++++ Records supplied
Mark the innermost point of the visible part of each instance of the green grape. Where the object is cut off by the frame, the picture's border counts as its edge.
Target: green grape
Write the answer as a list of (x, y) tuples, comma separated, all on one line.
++++++++
++++ Records supplied
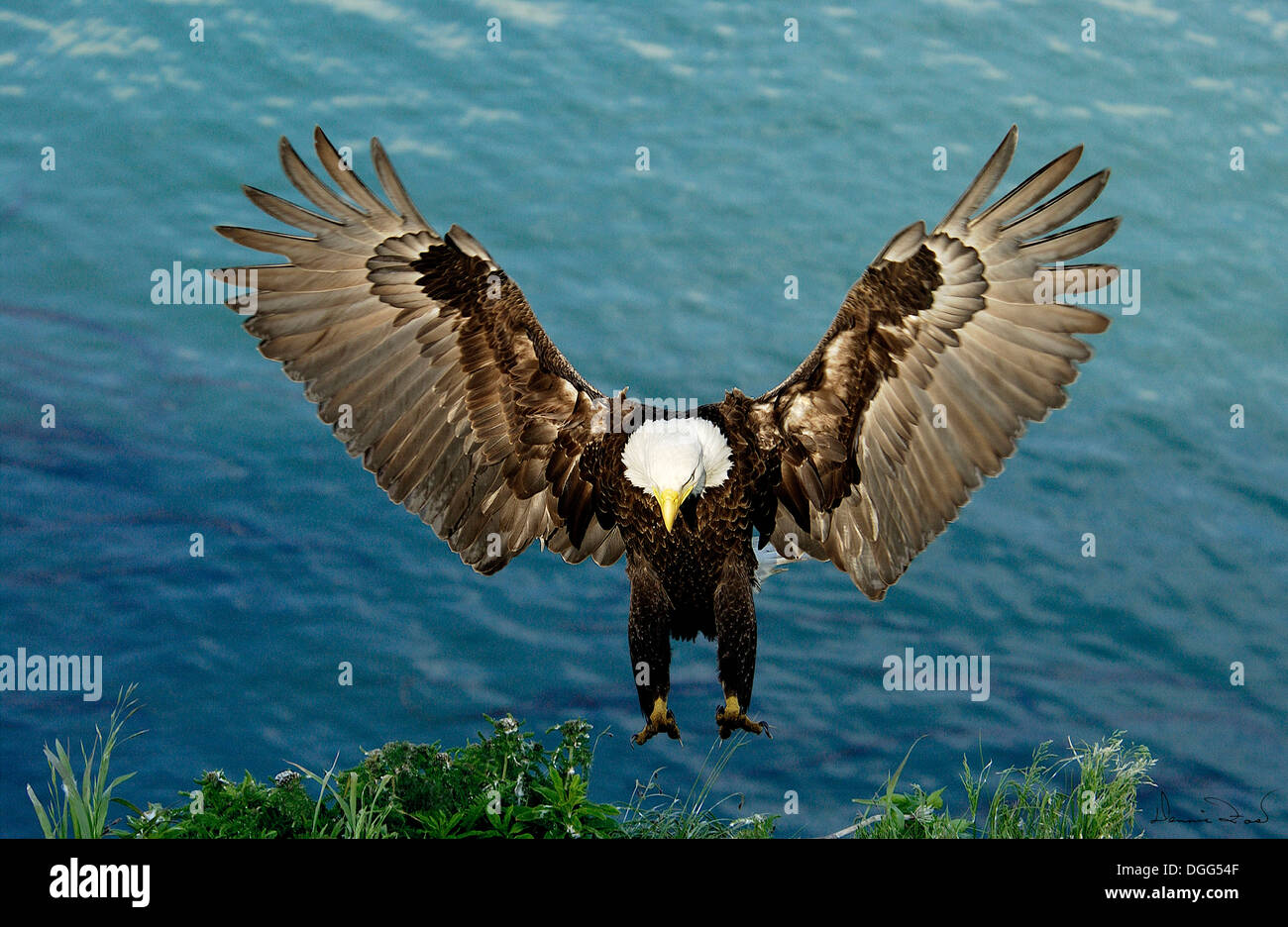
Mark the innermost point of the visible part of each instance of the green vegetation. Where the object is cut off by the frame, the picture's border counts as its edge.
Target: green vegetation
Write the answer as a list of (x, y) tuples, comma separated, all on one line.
++++++++
**The task**
Which lines of the data above contain "edge"? Copy each one.

**Written solution**
Mark the innermost point of the visible part of each instance of the green grape. Where the object is cut off by the frame, the picture's border counts as its edge.
Mark the innermost point of the visible part of each instance of the green vegetation. Where the object is cut off by the frame, the picture's border counts as its edge.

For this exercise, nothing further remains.